WORK REQUIRED:
Extract every line of the material below that contains the string "negative", treating case as significant.
"""
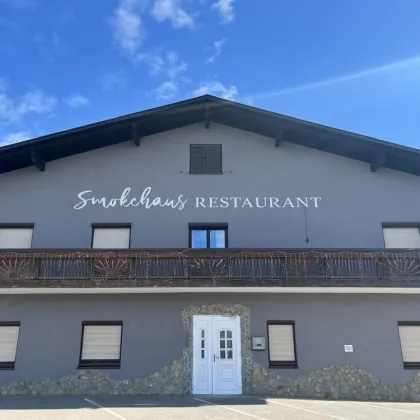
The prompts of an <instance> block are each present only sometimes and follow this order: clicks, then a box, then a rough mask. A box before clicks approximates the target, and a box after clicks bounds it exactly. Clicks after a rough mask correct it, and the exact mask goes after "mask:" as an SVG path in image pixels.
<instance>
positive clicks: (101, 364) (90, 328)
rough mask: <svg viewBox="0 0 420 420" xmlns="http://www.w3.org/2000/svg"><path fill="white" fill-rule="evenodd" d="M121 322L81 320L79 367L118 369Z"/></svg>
mask: <svg viewBox="0 0 420 420" xmlns="http://www.w3.org/2000/svg"><path fill="white" fill-rule="evenodd" d="M121 338H122V322H119V321H118V322H83V324H82V344H81V350H80V360H79V368H82V369H102V368H107V369H119V368H120V366H121Z"/></svg>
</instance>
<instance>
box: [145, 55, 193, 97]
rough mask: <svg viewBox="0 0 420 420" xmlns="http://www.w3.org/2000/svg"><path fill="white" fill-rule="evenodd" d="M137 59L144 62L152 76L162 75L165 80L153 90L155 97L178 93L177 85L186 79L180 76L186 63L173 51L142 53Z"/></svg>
mask: <svg viewBox="0 0 420 420" xmlns="http://www.w3.org/2000/svg"><path fill="white" fill-rule="evenodd" d="M139 60H140V61H141V62H143V63H145V64H146V65H147V66H148V67H149V69H150V74H152V75H153V76H158V75H164V76H165V77H166V78H167V80H165V81H164V82H162V83H161V84H160V85H159V86H158V87H157V88H156V89H155V90H154V92H155V94H156V99H170V98H173V97H174V96H175V95H176V94H177V93H178V88H179V85H180V84H181V83H182V82H185V81H186V80H187V79H186V78H184V77H182V76H181V75H182V73H184V72H185V71H186V70H187V68H188V64H187V63H186V62H185V61H183V60H182V59H181V58H180V57H179V54H178V53H177V52H175V51H163V52H162V51H160V52H157V53H154V54H142V55H140V56H139Z"/></svg>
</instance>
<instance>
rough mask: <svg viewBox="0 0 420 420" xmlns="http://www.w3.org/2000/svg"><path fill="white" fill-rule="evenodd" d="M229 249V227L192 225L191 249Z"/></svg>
mask: <svg viewBox="0 0 420 420" xmlns="http://www.w3.org/2000/svg"><path fill="white" fill-rule="evenodd" d="M227 247H228V235H227V225H205V226H199V225H190V248H227Z"/></svg>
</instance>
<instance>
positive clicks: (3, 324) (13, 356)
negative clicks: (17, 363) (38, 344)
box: [0, 322, 20, 370]
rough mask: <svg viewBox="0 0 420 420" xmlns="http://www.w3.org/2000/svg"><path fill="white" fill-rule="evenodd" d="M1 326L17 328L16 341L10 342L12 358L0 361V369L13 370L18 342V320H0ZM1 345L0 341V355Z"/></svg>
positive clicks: (14, 363) (0, 354)
mask: <svg viewBox="0 0 420 420" xmlns="http://www.w3.org/2000/svg"><path fill="white" fill-rule="evenodd" d="M2 328H13V329H16V328H17V333H16V343H13V344H12V347H13V348H12V351H13V358H10V360H1V361H0V370H13V369H14V368H15V363H16V354H17V349H18V344H19V337H20V322H0V329H2ZM3 345H4V344H3V343H2V342H0V355H1V354H2V352H3V351H4V349H2V347H3ZM9 351H10V349H9Z"/></svg>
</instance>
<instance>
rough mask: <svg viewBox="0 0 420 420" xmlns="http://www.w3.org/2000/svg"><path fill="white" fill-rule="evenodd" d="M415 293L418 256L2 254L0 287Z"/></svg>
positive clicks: (25, 250)
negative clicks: (112, 288)
mask: <svg viewBox="0 0 420 420" xmlns="http://www.w3.org/2000/svg"><path fill="white" fill-rule="evenodd" d="M364 285H366V286H379V287H380V286H382V287H393V286H400V287H401V286H406V287H420V251H417V250H401V251H399V250H336V251H335V250H325V251H322V250H316V251H315V250H314V251H303V250H302V251H299V250H290V251H288V250H233V249H214V250H150V251H146V250H124V251H112V252H103V251H98V250H88V251H67V250H62V251H32V250H22V251H10V252H9V251H7V252H6V251H4V252H2V253H0V287H159V286H161V287H176V286H183V287H186V286H189V287H195V286H196V287H199V286H203V287H224V286H226V287H232V286H244V287H246V286H250V287H258V286H282V287H284V286H289V287H290V286H364Z"/></svg>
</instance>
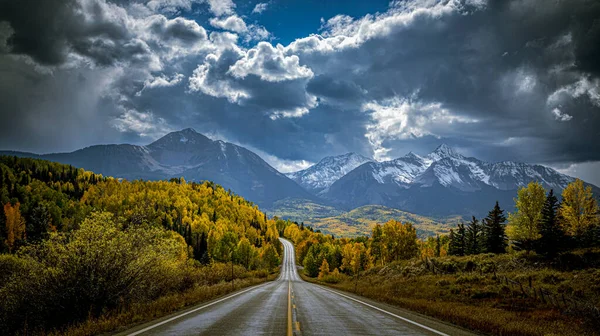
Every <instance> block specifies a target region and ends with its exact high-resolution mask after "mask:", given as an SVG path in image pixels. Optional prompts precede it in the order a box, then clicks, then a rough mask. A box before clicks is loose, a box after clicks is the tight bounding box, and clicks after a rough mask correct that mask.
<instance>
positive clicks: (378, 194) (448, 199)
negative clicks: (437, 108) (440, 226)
mask: <svg viewBox="0 0 600 336" xmlns="http://www.w3.org/2000/svg"><path fill="white" fill-rule="evenodd" d="M574 180H575V179H574V178H572V177H570V176H567V175H564V174H561V173H559V172H557V171H556V170H554V169H551V168H548V167H544V166H541V165H530V164H526V163H516V162H510V161H505V162H497V163H489V162H484V161H481V160H478V159H476V158H472V157H465V156H463V155H461V154H460V153H458V152H457V151H455V150H454V149H452V148H450V147H449V146H447V145H441V146H439V147H438V148H437V149H436V150H435V151H433V152H431V153H430V154H428V155H426V156H419V155H417V154H414V153H409V154H407V155H405V156H403V157H400V158H398V159H395V160H391V161H385V162H368V163H365V164H363V165H361V166H359V167H357V168H356V169H354V170H353V171H351V172H349V173H348V174H346V175H345V176H343V177H341V178H339V179H338V180H337V181H335V182H334V183H333V184H332V185H331V186H330V187H329V188H328V189H327V190H326V192H324V193H322V194H321V196H322V197H324V198H325V199H328V200H329V201H331V202H334V203H337V204H338V205H342V206H346V207H348V208H353V207H358V206H362V205H369V204H380V205H385V206H388V207H393V208H398V209H402V210H406V211H411V212H414V213H419V214H429V215H448V214H460V215H469V214H476V215H482V214H483V213H484V211H486V210H489V209H488V208H490V207H491V205H493V202H495V201H496V200H498V201H500V202H501V204H503V205H504V206H505V207H507V208H510V207H512V206H513V204H514V202H513V198H514V197H515V196H516V192H515V191H516V190H517V189H518V188H519V187H521V186H525V185H527V184H528V183H529V182H532V181H537V182H540V183H541V184H542V185H543V186H544V188H546V189H554V190H555V191H556V192H558V193H560V192H561V191H562V189H564V188H565V187H566V186H567V185H568V184H569V183H570V182H572V181H574ZM593 188H594V193H595V194H597V195H598V194H600V189H599V188H597V187H595V186H594V187H593Z"/></svg>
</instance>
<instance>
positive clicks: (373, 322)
mask: <svg viewBox="0 0 600 336" xmlns="http://www.w3.org/2000/svg"><path fill="white" fill-rule="evenodd" d="M281 242H282V244H283V247H284V260H283V265H282V268H281V274H280V276H279V278H278V279H277V280H275V281H273V282H269V283H266V284H262V285H258V286H255V287H251V288H247V289H244V290H240V291H238V292H235V293H233V294H230V295H229V296H225V297H223V298H220V299H217V300H213V301H211V302H207V303H204V304H201V305H199V306H197V307H194V308H191V309H188V310H186V311H184V312H181V313H179V314H174V315H172V316H170V317H167V318H163V319H161V320H157V321H153V322H150V323H147V324H144V325H141V326H138V327H136V328H134V329H132V330H128V331H126V332H124V333H121V334H120V335H129V336H134V335H287V336H291V335H294V336H299V335H411V336H412V335H438V336H439V335H453V336H454V335H465V336H466V335H474V334H471V333H469V332H467V331H465V330H463V329H459V328H456V327H454V326H451V325H448V324H446V323H443V322H440V321H438V320H434V319H431V318H428V317H425V316H422V315H419V314H415V313H411V312H408V311H405V310H402V309H399V308H396V307H393V306H390V305H386V304H382V303H378V302H375V301H372V300H369V299H365V298H362V297H360V296H355V295H352V294H349V293H345V292H341V291H336V290H331V289H329V288H327V287H323V286H320V285H316V284H312V283H309V282H306V281H303V280H302V279H301V278H300V276H299V275H298V272H297V271H296V267H295V257H294V247H293V245H292V243H290V242H289V241H287V240H285V239H281Z"/></svg>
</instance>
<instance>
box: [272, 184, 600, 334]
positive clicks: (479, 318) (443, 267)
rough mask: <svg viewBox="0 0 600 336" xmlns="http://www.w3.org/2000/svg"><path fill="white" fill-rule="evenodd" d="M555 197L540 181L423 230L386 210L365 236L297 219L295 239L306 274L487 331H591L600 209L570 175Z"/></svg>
mask: <svg viewBox="0 0 600 336" xmlns="http://www.w3.org/2000/svg"><path fill="white" fill-rule="evenodd" d="M561 196H562V201H560V202H559V200H558V198H557V197H556V196H555V195H554V193H553V191H550V192H549V193H548V194H546V192H545V191H544V189H543V188H542V187H541V185H539V184H538V183H531V184H529V185H528V186H526V187H524V188H521V189H520V190H519V192H518V195H517V198H516V199H515V202H516V204H515V205H516V206H515V208H516V211H515V212H514V213H510V214H505V213H504V211H503V210H502V209H501V207H500V205H499V204H497V203H496V204H495V206H494V207H493V208H492V210H490V212H489V214H488V216H487V217H486V218H483V219H481V220H480V219H477V218H475V217H473V218H472V219H471V221H469V222H468V223H460V224H459V225H457V226H456V227H455V228H453V229H452V230H451V231H450V232H449V234H448V235H442V236H437V237H429V238H428V239H426V240H421V239H419V238H418V237H417V234H416V230H415V228H414V226H413V225H412V224H410V223H402V222H399V221H395V220H390V221H388V222H387V223H385V224H383V225H379V224H378V225H375V226H374V227H373V230H372V232H371V234H370V236H364V237H357V238H352V239H349V238H335V237H333V236H331V235H324V234H321V233H319V232H313V230H312V229H311V228H308V229H307V227H305V226H303V225H296V224H291V225H289V226H287V227H286V228H285V230H284V232H283V235H284V236H285V237H287V238H289V239H291V240H292V241H293V242H294V244H295V245H296V251H297V252H296V256H297V258H298V262H299V263H300V264H302V265H303V266H304V269H303V273H304V277H305V279H307V280H309V281H313V282H318V283H321V284H326V285H329V286H332V287H335V288H339V289H343V290H347V291H352V292H355V293H358V294H360V295H364V296H366V297H370V298H373V299H376V300H379V301H383V302H387V303H391V304H394V305H397V306H399V307H404V308H408V309H411V310H414V311H417V312H421V313H424V314H426V315H430V316H434V317H437V318H440V319H442V320H446V321H448V322H452V323H455V324H457V325H461V326H463V327H466V328H469V329H472V330H477V331H479V332H483V333H486V334H492V335H596V334H599V332H598V330H600V311H599V310H598V308H597V307H600V282H599V281H600V220H599V219H600V217H599V212H598V205H597V201H596V200H595V198H594V196H593V195H592V193H591V190H590V188H589V187H588V188H586V187H585V186H584V184H583V183H582V182H581V181H580V180H577V181H575V182H573V183H571V184H570V185H569V186H568V187H567V188H566V189H565V190H564V191H563V193H562V195H561Z"/></svg>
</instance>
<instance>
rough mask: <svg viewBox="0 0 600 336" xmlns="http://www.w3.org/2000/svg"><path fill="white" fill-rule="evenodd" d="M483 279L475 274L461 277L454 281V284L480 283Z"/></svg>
mask: <svg viewBox="0 0 600 336" xmlns="http://www.w3.org/2000/svg"><path fill="white" fill-rule="evenodd" d="M484 279H485V278H484V277H482V276H480V275H477V274H473V275H461V276H459V277H458V278H457V279H456V283H457V284H464V283H480V282H482V281H483V280H484Z"/></svg>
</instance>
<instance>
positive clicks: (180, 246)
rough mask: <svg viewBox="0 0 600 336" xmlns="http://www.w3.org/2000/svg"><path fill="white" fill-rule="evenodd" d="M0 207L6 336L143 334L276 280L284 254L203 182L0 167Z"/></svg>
mask: <svg viewBox="0 0 600 336" xmlns="http://www.w3.org/2000/svg"><path fill="white" fill-rule="evenodd" d="M0 201H1V206H2V207H1V209H0V210H1V211H0V252H1V253H0V297H1V298H2V299H1V300H0V330H1V331H2V332H1V333H2V334H7V335H13V334H14V335H18V334H30V335H31V334H49V333H52V332H55V333H68V334H81V335H84V334H97V333H101V332H107V331H111V330H114V329H115V328H117V327H119V326H123V325H128V324H132V323H138V322H143V321H145V320H149V319H152V318H156V317H158V316H161V315H164V314H167V313H169V312H172V311H176V310H179V309H181V308H183V307H186V306H189V305H193V304H196V303H199V302H202V301H206V300H210V299H212V298H214V297H217V296H219V295H223V294H225V293H227V292H230V291H233V290H235V289H238V288H241V287H243V286H248V285H253V284H257V283H260V282H263V281H266V280H268V279H272V278H273V277H272V276H271V274H272V273H273V272H274V271H276V269H277V267H278V265H279V262H280V255H281V253H282V251H281V245H280V243H279V241H278V237H279V231H280V230H279V229H278V228H277V225H278V222H277V221H275V220H272V219H271V220H269V219H267V217H266V215H265V214H264V213H262V212H260V211H259V210H258V208H257V206H255V205H254V204H252V203H251V202H248V201H246V200H244V199H243V198H241V197H239V196H237V195H235V194H233V193H232V192H230V191H227V190H224V189H223V188H222V187H220V186H218V185H215V184H213V183H210V182H205V183H187V182H186V181H184V180H183V179H173V180H171V181H168V182H167V181H161V182H145V181H133V182H128V181H121V180H117V179H113V178H107V177H103V176H101V175H97V174H93V173H91V172H86V171H84V170H82V169H76V168H73V167H71V166H67V165H61V164H56V163H51V162H47V161H42V160H34V159H20V158H16V157H0ZM279 222H280V223H279V226H280V227H282V225H283V224H282V223H281V222H282V221H279ZM232 279H235V280H234V282H233V284H232V282H231V281H232Z"/></svg>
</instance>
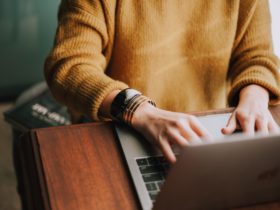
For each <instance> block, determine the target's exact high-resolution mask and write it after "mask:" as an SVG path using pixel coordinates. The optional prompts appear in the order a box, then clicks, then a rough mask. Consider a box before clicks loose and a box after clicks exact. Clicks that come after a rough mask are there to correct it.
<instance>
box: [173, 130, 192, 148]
mask: <svg viewBox="0 0 280 210" xmlns="http://www.w3.org/2000/svg"><path fill="white" fill-rule="evenodd" d="M169 135H170V141H171V142H172V143H176V144H177V145H179V146H180V147H184V146H187V145H189V142H188V140H187V139H185V138H184V137H183V136H182V135H181V134H180V133H179V132H178V131H177V130H174V131H172V132H170V134H169Z"/></svg>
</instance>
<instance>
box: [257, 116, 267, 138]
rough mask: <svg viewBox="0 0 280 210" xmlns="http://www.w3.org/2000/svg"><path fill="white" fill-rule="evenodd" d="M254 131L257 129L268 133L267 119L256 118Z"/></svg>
mask: <svg viewBox="0 0 280 210" xmlns="http://www.w3.org/2000/svg"><path fill="white" fill-rule="evenodd" d="M256 131H259V132H260V133H263V134H268V121H267V119H265V118H264V119H260V118H257V119H256Z"/></svg>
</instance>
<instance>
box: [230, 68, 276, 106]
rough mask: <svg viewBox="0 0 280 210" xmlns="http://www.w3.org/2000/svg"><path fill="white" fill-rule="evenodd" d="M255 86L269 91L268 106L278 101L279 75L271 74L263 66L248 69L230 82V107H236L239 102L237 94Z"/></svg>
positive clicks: (238, 93) (275, 102)
mask: <svg viewBox="0 0 280 210" xmlns="http://www.w3.org/2000/svg"><path fill="white" fill-rule="evenodd" d="M251 84H256V85H259V86H262V87H263V88H265V89H267V90H268V91H269V95H270V97H269V98H270V101H269V104H270V105H273V104H277V103H279V101H280V88H279V74H278V73H275V74H273V73H272V72H271V71H269V70H268V69H267V68H265V67H263V66H254V67H250V68H249V69H247V70H246V71H244V72H242V73H241V74H240V75H238V76H237V77H236V78H235V79H234V81H233V82H232V88H231V90H230V92H229V95H228V102H229V105H230V106H236V105H237V104H238V101H239V92H240V91H241V89H243V88H244V87H246V86H248V85H251Z"/></svg>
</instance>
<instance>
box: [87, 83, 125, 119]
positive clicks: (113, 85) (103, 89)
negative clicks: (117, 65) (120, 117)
mask: <svg viewBox="0 0 280 210" xmlns="http://www.w3.org/2000/svg"><path fill="white" fill-rule="evenodd" d="M125 88H128V86H127V85H126V84H124V83H122V82H120V81H111V82H110V83H108V84H106V85H104V86H103V87H102V88H100V89H99V91H98V93H97V94H96V95H95V97H94V98H93V100H92V103H91V110H90V114H91V117H92V119H93V120H97V121H104V120H105V118H103V117H102V116H98V110H99V108H100V106H101V103H102V102H103V100H104V99H105V97H106V96H107V95H108V94H109V93H111V92H112V91H113V90H118V89H119V90H123V89H125Z"/></svg>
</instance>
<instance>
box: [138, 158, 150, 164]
"""
SOLVED PROBLEM:
negative clicks: (17, 363) (38, 344)
negative clicks: (112, 288)
negative clicks: (437, 108) (440, 226)
negative clicks: (117, 65) (120, 117)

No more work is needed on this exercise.